## [TEXT UNDER STUDY]
>>>

These aren't moral failures. They're structural consequences of the interaction's design. If you give a student a tool that strips away germane load, you get a student without germane learning.
And here's the important point: the problem isn't ChatGPT. The problem is that we use it as a tutor when it wasn't designed to be one.
What good AI tutoring looks like
What would AI tutoring that works look like — tutoring that builds understanding instead of routing around it? From the literature on intelligent tutoring systems, and from my own research, several principles stand out.
1. Diagnose before explaining
Before giving an answer, the AI tutor should figure out where exactly the block is. Does the student misunderstand the problem statement? The concept? Do they hold a wrong mental model? Different blocks call for different interventions.
2. Scaffolding that fades
The first problem can include many hints. The tenth — almost none. The system should fade its support in step with the learner's growing autonomy.
3. Socratic questions, not direct answers
Not "here's why this is wrong," but "what do you expect this line to return? Now run it — what does it actually return? Why the difference?"

<<<

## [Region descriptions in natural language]
>>>

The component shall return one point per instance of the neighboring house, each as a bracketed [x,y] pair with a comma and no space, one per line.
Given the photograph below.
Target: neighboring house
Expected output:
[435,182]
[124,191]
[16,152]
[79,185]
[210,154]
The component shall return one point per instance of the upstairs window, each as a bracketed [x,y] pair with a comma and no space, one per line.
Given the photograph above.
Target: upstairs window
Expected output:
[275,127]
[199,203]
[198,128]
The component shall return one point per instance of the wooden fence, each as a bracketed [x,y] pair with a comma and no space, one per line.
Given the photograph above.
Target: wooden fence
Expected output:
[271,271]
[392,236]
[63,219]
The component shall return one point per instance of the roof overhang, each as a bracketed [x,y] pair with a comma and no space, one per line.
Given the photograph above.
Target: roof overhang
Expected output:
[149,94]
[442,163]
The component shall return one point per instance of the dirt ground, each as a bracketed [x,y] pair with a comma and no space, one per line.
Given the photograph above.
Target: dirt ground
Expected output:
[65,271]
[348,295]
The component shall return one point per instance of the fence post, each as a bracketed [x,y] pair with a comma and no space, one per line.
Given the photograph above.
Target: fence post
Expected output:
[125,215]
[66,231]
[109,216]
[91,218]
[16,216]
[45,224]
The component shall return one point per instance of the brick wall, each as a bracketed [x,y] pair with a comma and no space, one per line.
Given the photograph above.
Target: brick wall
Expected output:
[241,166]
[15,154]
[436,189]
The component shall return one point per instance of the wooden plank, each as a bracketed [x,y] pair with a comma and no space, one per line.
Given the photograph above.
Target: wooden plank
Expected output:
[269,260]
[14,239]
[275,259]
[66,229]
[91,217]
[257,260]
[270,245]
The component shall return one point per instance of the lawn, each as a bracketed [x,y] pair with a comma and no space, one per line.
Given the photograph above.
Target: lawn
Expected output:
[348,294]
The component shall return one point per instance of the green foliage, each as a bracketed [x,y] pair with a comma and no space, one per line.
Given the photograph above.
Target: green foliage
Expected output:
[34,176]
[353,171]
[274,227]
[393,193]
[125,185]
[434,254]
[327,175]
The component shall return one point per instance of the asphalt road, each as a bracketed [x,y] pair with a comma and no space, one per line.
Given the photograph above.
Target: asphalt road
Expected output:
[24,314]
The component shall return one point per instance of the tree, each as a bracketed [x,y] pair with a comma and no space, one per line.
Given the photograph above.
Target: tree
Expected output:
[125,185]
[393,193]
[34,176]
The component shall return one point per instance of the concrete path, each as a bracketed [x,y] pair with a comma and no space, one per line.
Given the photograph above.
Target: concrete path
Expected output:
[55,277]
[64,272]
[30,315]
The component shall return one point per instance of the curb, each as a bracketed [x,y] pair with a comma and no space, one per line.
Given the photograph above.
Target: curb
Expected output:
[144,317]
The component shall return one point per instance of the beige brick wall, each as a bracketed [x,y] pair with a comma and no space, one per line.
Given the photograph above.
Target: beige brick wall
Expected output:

<<<

## [QUESTIONS ON THE MATERIAL]
**A)** Answer these questions about the passage on AI tutoring:
(i) According to the author, if the problem isn't ChatGPT, what is it?
(ii) How many hints should the tenth problem include?
(iii) What should the AI tutor figure out before giving an answer?
**B)** Reproduce the part of the passage on AI tutoring starting at "These aren't moral" and ending at "without germane learning.", word for word.
**C)** Continue the passage on AI tutoring from the point where it stops.
The data is not needed for any of this work.

## [SET OF ANSWERS]
**A)**
(i) We use it as a tutor when it wasn't designed to be one.
(ii) Almost none.
(iii) Where exactly the block is.

**B)**
These aren't moral failures. They're structural consequences of the interaction's design. If you give a student a tool that strips away germane load, you get a student without germane learning.

**C)**
4. Calibrate the load
Reduce the extraneous. Manage the intrinsic, distribute it across steps. Protect the germane — don't let the student skip past it.
5. Errors as signal
An error isn't a failure — it's the richest diagnostic information you have. A good AI tutor wants to see errors, because they reveal the mental model behind them.
6. Ask for explanation
Before the student moves on, have them explain the solution in their own words. The self-explanation effect is one of the strongest established findings in cognitive science.
7. Faded worked examples
Start with fully worked examples. Then partially completed ones (faded examples). Then a blank page. This is empirically the most effective trajectory for novices.
Same question, two answers
To make this concrete — picture a first-year student who asks:
Why does this loop run 11 times instead of 10? for (int i = 0; i <= 10; i++)
Default ChatGPT response:
Because the condition is i <= 10, which includes 10. The loop starts at 0 and goes through 10 inclusive — 11 iterations total. If you want 10 iterations, use i < 10.
Clear. Correct. Useful. And almost nothing has been learned.
A well-designed AI tutor's response:
Before we answer — let's check together. How many values can i take if it starts at 0 and the condition is i <= 10? List them. … Now, is the number of iterations equal to the number of values? Why? And if we try to formulate a rule: for i = a; i <= b; i++ — how many iterations? What about i < b?
The first response solves the problem. The second one builds the model — the model that will protect you from the same mistake six months from now, in a completely different piece of code.
A good AI tutor doesn't remove the difficulty. It calibrates it.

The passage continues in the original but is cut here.